• Source material:
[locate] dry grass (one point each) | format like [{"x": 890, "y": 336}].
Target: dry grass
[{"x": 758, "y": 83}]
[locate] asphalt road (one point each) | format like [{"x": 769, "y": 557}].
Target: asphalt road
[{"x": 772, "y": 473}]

• Required action: Each line that contains the string "locate" counts once; report how many such lines the entries have, giving only the number.

• Solution for this exercise: 2